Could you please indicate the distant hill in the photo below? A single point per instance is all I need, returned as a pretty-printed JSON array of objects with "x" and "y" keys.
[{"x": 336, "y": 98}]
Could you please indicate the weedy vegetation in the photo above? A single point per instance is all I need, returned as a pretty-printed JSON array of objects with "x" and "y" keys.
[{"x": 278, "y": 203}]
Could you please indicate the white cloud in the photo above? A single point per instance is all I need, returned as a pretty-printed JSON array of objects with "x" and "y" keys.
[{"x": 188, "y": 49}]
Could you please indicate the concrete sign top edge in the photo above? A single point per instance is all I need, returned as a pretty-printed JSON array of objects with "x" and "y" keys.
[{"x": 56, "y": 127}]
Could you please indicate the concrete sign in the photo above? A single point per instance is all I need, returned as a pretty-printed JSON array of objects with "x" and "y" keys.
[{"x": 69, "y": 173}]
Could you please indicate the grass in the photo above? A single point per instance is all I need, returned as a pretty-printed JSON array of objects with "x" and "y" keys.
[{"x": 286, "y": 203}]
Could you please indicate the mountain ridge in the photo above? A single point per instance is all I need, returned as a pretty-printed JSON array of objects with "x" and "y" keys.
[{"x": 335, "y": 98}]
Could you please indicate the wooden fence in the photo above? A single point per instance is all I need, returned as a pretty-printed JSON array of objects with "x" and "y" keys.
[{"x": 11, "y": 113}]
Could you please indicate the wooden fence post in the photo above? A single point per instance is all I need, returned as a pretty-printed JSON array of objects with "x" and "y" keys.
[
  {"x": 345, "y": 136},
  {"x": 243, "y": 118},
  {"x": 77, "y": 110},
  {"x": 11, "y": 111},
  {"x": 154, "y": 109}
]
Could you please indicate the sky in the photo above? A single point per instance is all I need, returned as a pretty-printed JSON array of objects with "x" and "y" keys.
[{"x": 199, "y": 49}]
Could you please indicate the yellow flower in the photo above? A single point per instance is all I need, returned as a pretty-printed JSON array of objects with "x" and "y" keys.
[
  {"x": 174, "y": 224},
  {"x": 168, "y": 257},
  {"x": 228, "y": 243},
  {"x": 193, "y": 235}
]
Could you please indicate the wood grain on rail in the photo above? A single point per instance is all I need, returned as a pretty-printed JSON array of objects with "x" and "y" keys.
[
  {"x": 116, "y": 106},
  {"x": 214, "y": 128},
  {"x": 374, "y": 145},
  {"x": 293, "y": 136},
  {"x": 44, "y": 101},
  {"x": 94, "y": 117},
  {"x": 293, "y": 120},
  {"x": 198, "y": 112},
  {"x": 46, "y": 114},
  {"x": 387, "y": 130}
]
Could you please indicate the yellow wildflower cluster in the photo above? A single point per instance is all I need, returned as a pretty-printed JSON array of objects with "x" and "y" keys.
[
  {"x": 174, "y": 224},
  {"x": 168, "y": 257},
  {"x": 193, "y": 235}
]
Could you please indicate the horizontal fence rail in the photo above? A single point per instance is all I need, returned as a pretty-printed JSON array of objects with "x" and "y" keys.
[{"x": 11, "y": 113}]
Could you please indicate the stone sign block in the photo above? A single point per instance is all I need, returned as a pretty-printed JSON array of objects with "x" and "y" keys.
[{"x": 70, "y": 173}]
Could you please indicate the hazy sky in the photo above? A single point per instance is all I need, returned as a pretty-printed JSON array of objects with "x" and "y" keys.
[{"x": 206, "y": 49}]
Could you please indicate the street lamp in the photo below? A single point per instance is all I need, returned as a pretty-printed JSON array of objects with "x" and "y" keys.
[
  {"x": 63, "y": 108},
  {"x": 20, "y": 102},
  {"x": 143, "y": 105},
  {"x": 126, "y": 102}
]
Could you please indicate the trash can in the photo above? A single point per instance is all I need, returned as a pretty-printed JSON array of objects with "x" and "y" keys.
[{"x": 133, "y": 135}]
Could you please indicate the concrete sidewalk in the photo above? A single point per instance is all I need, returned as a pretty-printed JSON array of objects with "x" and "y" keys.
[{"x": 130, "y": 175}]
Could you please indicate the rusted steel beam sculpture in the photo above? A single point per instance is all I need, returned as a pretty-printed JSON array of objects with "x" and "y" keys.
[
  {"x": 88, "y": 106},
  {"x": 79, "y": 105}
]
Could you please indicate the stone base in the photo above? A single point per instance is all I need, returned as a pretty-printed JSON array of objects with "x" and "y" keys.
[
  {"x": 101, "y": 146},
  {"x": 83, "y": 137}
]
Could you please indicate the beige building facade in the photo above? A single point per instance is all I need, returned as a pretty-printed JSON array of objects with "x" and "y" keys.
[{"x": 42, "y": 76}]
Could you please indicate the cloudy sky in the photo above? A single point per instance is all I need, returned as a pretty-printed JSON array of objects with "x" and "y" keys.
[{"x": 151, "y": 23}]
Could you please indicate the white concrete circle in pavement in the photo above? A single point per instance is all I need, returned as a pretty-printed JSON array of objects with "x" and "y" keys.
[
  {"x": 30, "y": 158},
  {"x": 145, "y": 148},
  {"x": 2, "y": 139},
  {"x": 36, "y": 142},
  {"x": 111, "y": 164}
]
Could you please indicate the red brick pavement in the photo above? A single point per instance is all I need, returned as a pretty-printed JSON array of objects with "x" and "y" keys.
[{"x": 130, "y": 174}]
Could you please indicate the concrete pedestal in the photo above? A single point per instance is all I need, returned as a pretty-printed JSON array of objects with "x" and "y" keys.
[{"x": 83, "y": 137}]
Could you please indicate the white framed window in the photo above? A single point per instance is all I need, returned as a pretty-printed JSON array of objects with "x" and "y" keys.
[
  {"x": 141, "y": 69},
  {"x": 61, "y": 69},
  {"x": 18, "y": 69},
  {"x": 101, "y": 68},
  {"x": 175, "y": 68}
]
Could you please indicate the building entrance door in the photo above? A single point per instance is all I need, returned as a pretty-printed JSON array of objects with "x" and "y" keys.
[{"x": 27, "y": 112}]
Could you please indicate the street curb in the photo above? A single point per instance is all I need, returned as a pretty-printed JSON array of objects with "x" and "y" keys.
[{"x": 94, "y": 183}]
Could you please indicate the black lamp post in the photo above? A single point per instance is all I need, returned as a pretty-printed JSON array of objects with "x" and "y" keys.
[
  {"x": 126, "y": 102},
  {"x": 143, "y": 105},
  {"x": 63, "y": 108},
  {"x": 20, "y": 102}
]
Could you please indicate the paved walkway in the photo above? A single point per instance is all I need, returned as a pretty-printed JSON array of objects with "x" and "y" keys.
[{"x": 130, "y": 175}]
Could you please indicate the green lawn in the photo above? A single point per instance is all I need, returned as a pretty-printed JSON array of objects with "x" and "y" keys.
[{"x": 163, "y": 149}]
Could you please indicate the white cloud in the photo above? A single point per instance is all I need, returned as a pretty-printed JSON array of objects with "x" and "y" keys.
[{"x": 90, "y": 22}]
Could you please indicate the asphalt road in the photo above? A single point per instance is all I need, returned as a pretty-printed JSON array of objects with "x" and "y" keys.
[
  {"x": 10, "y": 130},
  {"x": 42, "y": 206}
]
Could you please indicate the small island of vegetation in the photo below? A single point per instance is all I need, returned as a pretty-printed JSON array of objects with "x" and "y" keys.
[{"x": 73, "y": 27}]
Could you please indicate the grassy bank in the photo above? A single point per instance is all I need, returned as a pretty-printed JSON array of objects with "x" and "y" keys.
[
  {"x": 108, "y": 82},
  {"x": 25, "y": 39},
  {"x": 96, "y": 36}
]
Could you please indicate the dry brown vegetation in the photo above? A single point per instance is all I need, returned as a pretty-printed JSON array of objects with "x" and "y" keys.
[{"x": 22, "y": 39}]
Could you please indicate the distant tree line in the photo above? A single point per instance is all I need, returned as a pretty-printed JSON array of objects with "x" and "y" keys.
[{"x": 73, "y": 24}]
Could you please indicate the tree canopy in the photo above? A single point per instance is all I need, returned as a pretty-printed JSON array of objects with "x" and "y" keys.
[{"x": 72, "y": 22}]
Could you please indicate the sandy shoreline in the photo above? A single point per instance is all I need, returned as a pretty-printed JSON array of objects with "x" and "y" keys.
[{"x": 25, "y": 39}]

+ + + +

Exercise goal: Return the line that contains "Could you please indicate the asphalt" along with every line after it through the end of the entries, exactly, adding nothing.

Finished answer:
Could you please indicate the asphalt road in the photo above? A single point per instance is all I need, returned as a pretty-printed JSON array of objects with "x" and "y" keys.
[
  {"x": 10, "y": 130},
  {"x": 42, "y": 206}
]
Could you please indicate the small island of vegetation in the photo below? A single point per instance is all I need, returned as a pretty-printed JSON array of objects with "x" and "y" keys.
[{"x": 73, "y": 27}]
Could you please indicate the grassy bank in the photo above? A single point per instance is all I need, returned as a pretty-printed JSON array of objects with "x" and "y" keys.
[
  {"x": 108, "y": 82},
  {"x": 25, "y": 39},
  {"x": 96, "y": 36}
]
Could you please indicate the dry brown vegetation in the photo above? A single point per instance is all I need, returned as a pretty-printed JSON array of objects with "x" and "y" keys.
[{"x": 22, "y": 39}]
Could you please indicate the distant tree line in the photo above? A single point per instance is all I need, returned as a pretty-printed JSON array of objects with "x" and "y" keys.
[{"x": 73, "y": 24}]
Could you please indicate the tree canopy in the photo above? A single point per instance is all I need, returned as a pretty-printed JSON array of objects with "x" and "y" keys.
[{"x": 72, "y": 22}]
Could you please indicate the sandy shoreline in the photo above? A single point per instance is all I need, returned as a pretty-printed JSON array of objects with "x" and "y" keys.
[{"x": 25, "y": 39}]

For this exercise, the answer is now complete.